WRITTEN REQUEST:
Please return each line of the entries below that contains the string "windshield". Case matters.

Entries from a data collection
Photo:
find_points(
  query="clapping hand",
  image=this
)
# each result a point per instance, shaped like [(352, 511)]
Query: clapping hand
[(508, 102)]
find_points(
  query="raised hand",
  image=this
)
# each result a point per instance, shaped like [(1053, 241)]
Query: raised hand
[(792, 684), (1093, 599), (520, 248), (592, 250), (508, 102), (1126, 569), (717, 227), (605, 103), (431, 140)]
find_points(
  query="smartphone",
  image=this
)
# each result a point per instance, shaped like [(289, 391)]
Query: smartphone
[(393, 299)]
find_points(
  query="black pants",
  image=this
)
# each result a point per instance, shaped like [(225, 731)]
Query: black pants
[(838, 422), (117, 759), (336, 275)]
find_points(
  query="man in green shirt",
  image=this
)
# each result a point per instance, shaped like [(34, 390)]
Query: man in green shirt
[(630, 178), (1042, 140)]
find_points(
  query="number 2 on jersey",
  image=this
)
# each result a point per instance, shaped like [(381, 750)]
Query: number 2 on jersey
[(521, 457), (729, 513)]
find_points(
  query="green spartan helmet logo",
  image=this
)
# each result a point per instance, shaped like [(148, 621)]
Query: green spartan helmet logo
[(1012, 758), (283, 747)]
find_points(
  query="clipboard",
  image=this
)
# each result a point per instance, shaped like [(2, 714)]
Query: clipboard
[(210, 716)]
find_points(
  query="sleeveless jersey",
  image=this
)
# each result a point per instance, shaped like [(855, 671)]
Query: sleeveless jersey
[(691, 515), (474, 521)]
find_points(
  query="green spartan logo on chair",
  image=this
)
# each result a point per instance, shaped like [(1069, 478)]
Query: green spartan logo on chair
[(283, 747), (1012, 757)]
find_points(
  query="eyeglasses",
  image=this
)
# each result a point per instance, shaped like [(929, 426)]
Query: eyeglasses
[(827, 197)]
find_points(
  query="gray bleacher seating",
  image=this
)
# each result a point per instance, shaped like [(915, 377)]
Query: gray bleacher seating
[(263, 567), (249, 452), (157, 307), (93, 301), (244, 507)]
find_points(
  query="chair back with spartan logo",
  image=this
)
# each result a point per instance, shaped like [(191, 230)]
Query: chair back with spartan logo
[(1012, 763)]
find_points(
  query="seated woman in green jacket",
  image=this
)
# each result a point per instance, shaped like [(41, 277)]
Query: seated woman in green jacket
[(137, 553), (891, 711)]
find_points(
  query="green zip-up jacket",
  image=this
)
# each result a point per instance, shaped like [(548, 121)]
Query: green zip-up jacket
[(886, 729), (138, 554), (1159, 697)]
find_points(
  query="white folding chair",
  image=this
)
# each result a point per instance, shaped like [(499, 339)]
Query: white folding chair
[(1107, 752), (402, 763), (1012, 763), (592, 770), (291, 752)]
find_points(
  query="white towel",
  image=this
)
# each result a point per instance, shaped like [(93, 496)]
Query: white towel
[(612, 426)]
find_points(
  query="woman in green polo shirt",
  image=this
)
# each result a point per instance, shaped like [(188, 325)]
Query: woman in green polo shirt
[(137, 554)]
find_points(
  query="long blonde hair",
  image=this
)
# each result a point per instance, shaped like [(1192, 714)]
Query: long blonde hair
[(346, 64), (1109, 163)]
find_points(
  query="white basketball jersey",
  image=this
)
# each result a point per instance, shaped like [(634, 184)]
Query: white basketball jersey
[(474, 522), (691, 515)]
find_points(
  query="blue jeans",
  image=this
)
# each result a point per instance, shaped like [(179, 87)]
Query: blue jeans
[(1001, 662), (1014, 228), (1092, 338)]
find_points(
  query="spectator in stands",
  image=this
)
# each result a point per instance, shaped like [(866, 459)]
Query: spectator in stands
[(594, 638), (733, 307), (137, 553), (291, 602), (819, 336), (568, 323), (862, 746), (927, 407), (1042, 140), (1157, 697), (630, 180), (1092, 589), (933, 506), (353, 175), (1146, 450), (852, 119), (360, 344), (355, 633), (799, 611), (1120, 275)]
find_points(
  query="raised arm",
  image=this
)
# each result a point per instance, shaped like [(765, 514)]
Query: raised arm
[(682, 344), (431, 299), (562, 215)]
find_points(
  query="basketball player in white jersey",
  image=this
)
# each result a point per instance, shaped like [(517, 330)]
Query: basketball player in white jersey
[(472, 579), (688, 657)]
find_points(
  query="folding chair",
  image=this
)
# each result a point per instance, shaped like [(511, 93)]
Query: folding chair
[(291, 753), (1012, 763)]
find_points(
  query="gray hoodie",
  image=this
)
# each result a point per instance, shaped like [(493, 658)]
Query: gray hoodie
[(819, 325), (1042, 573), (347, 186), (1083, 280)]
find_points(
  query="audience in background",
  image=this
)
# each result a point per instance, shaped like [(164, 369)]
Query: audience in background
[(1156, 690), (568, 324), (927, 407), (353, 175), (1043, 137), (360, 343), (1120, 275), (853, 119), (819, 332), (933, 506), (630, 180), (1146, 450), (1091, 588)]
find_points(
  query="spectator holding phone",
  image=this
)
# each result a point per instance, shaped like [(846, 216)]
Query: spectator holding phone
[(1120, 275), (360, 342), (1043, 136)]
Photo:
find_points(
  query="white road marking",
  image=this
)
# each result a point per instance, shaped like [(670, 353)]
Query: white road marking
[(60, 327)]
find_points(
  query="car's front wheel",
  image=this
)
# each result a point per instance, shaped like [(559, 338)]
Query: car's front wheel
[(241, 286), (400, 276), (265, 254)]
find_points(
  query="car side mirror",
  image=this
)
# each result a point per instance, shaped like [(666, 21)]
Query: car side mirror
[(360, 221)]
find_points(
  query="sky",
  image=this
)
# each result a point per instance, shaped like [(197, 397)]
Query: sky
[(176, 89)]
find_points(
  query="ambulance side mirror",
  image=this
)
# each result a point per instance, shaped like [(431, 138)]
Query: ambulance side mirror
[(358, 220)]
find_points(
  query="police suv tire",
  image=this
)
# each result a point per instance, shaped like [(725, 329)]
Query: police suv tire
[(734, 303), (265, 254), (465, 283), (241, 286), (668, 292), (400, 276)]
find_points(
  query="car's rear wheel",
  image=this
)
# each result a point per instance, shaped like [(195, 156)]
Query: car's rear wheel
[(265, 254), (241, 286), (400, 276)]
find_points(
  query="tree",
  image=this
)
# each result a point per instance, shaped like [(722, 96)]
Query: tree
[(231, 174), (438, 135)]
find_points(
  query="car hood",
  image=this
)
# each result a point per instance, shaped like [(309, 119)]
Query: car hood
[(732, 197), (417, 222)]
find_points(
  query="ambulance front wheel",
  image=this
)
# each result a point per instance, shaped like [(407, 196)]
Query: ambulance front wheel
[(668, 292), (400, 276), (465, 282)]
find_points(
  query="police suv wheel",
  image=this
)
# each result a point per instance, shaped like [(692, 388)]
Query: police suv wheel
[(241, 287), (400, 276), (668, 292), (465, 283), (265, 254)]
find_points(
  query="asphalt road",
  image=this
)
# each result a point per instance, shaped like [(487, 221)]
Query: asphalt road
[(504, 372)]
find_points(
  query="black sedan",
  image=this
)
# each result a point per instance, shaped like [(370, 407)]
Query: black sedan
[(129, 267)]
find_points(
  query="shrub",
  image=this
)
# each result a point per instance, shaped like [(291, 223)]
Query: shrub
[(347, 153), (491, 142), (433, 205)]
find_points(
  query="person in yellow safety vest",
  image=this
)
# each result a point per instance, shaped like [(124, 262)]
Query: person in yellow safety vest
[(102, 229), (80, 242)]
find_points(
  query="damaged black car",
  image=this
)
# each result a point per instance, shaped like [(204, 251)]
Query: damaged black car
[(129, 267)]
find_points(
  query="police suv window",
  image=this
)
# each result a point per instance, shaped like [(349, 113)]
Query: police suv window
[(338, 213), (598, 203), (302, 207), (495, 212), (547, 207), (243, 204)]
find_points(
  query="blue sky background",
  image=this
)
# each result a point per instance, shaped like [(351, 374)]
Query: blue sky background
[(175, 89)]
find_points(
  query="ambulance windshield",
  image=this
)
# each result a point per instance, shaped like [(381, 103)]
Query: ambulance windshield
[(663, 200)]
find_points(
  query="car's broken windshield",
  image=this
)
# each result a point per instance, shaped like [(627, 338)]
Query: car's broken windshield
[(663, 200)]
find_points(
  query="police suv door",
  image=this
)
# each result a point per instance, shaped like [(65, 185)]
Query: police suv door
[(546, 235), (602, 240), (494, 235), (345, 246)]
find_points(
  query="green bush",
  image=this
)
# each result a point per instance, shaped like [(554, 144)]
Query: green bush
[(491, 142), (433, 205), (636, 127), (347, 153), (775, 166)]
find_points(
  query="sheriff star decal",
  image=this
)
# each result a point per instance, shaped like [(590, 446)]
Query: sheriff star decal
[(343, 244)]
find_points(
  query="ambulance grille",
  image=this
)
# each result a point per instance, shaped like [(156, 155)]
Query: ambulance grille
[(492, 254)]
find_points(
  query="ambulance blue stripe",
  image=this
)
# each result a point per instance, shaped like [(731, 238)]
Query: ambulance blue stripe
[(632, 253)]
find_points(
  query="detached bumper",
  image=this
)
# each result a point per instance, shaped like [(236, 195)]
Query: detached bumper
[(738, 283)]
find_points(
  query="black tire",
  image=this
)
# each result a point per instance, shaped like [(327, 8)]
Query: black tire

ANSWER TO THIS TASK:
  query="ambulance windshield",
Query: ambulance windshield
  query="car's broken windshield",
Query: car's broken windshield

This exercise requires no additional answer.